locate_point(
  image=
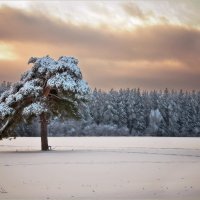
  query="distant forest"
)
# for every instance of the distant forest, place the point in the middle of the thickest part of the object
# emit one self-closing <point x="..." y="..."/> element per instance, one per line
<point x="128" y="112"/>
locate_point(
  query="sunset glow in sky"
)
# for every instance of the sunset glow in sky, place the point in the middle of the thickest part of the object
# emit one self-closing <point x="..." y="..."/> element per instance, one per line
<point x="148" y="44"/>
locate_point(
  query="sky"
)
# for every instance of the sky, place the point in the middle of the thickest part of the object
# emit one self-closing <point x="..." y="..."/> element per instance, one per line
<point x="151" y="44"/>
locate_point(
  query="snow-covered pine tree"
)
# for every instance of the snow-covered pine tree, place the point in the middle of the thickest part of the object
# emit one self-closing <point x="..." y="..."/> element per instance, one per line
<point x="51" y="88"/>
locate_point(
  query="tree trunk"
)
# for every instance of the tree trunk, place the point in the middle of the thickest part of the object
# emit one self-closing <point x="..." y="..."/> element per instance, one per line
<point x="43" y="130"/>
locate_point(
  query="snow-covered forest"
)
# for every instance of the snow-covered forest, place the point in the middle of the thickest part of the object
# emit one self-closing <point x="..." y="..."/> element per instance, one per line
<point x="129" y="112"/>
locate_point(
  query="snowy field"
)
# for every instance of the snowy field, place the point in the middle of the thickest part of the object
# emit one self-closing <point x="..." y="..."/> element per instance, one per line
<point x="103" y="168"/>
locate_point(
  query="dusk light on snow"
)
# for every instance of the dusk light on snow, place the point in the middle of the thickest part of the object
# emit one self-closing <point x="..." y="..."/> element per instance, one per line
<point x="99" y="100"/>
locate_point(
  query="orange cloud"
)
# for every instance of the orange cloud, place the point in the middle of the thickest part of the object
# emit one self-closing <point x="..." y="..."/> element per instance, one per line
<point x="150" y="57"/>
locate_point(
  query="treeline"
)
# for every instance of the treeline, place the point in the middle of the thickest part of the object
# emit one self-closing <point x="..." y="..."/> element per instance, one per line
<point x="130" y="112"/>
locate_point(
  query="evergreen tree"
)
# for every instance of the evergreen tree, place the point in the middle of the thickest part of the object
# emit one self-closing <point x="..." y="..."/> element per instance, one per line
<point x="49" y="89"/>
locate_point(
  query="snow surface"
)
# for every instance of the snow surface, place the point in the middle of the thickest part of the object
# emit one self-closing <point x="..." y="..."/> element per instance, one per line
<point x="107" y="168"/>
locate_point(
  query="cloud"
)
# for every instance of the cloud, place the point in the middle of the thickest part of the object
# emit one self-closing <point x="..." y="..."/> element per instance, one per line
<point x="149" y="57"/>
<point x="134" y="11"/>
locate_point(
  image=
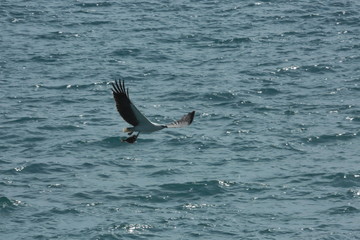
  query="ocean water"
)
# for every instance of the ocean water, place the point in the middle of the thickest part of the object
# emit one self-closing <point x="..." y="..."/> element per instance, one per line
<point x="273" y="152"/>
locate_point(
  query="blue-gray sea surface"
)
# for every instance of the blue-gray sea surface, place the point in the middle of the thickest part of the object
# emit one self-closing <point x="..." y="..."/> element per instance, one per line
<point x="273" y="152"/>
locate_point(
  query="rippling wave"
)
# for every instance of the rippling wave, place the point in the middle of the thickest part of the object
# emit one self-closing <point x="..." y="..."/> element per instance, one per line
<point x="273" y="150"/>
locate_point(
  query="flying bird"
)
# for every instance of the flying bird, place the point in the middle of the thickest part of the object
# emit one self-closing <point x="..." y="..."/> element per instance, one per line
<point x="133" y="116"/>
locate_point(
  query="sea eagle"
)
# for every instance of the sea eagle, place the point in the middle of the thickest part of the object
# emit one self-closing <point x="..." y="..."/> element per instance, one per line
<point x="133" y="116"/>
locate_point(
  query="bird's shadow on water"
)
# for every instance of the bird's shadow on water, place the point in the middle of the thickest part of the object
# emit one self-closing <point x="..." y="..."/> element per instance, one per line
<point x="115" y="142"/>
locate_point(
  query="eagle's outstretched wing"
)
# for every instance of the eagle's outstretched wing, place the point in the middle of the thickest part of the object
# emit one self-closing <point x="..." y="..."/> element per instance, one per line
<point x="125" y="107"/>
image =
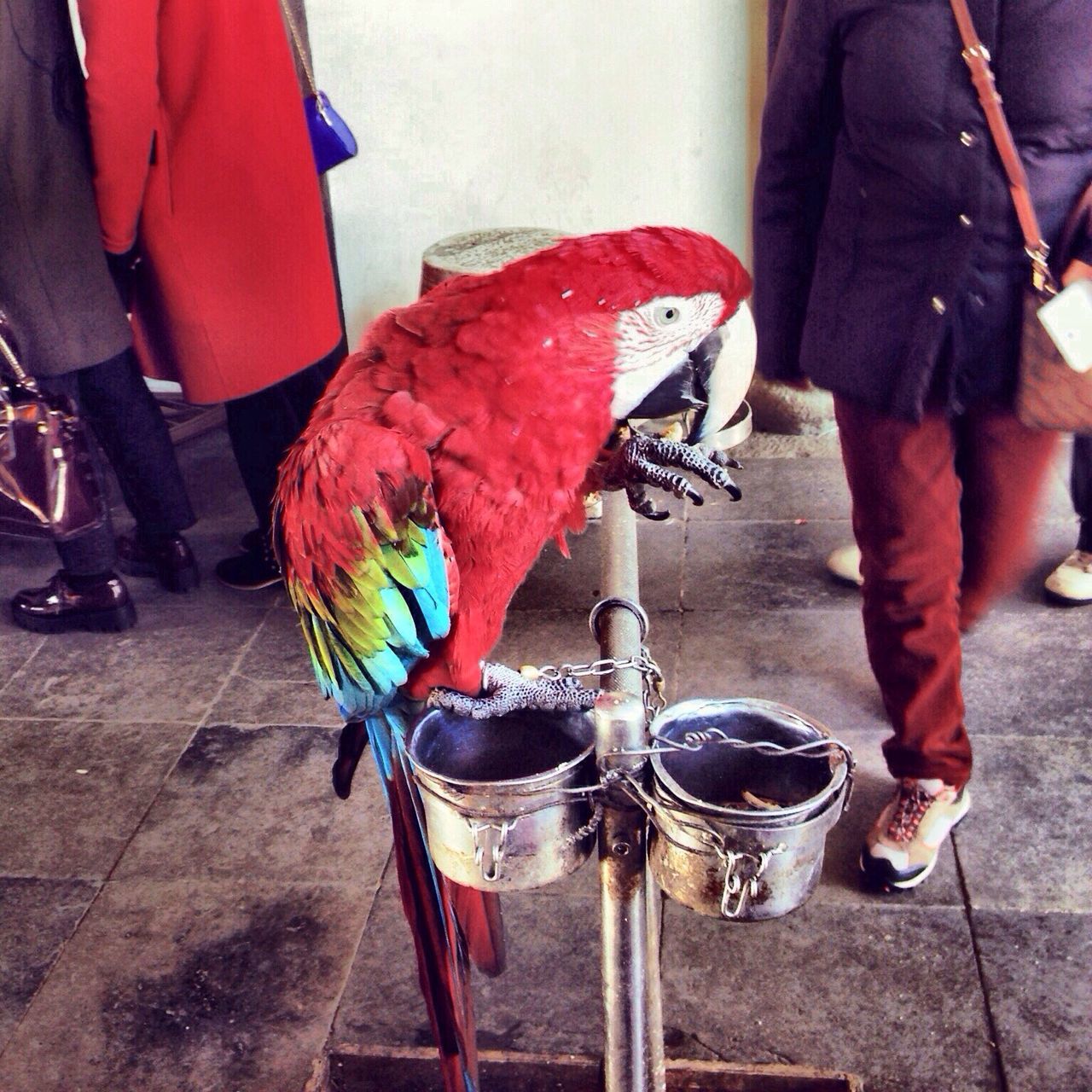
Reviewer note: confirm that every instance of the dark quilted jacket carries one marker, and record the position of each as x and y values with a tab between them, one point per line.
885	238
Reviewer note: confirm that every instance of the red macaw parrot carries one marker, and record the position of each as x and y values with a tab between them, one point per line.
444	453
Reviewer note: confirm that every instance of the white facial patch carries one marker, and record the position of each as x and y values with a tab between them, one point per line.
----
• [TASK GOAL]: Where does "sunset" appear in the listing? Show every line that has it.

• [RESPONSE TO THE TASK]:
  query="sunset glow in sky"
# for every instance of the sunset glow in sky, place the point in the middle of the thickest part of the object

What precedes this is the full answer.